- Goal A
In the excerpt on quantum phase estimation, which equation number and textbook are cited for the probability expression?
- Goal B
Repeat the part of the quantum phase estimation excerpt from "Context: In the" up to and including "and Chuang textbook).".

- Selected excerpt
Context: In the following, let $b$ be a natural number such that $\frac{b}{2^t}$ denotes the best $t$ bit approximation of $\varphi$, which is less than $\varphi$. Next, define $\delta := \varphi - \frac{b}{2^t}$. At the end of the QPE, we obtain the following state:

$$ \sum_{l = 0}^{2^t-1} a_l \left|(b+l) (\text{mod } 2^t)\right> $$ where $a_l := \frac{1}{2^t}(\frac{1 - e^{i2\pi(2^t\delta - l)}}{1 - e^{i2\pi(\delta - l/2^t)}})$. Now, if a measurement yields $m$, our goal is to bound the probability of $\left|m - b\right| > e$, where $e$ is a natural number. The textbook now proceeds as follows: The probability of observing such an $m$ is given by

$$ p(\left|m - b\right| > e) = \sum_{-2^{t-1} < l \le -(e+1)} \left|a_l\right|^2 + \sum_{e + 1 \le l \le 2^{t-1}} \left|a_l\right|^2 $$ (Equation $(5.27)$ in the Nielsen and Chuang textbook).

- Data segment
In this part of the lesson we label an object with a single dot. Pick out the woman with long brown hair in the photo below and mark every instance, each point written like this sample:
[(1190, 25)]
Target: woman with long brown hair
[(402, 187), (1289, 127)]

- Written reply A
Equation (5.27) in the Nielsen and Chuang textbook.

- Written reply B
Context: In the following, let $b$ be a natural number such that $\frac{b}{2^t}$ denotes the best $t$ bit approximation of $\varphi$, which is less than $\varphi$. Next, define $\delta := \varphi - \frac{b}{2^t}$. At the end of the QPE, we obtain the following state:

$$ \sum_{l = 0}^{2^t-1} a_l \left|(b+l) (\text{mod } 2^t)\right> $$ where $a_l := \frac{1}{2^t}(\frac{1 - e^{i2\pi(2^t\delta - l)}}{1 - e^{i2\pi(\delta - l/2^t)}})$. Now, if a measurement yields $m$, our goal is to bound the probability of $\left|m - b\right| > e$, where $e$ is a natural number. The textbook now proceeds as follows: The probability of observing such an $m$ is given by

$$ p(\left|m - b\right| > e) = \sum_{-2^{t-1} < l \le -(e+1)} \left|a_l\right|^2 + \sum_{e + 1 \le l \le 2^{t-1}} \left|a_l\right|^2 $$ (Equation $(5.27)$ in the Nielsen and Chuang textbook).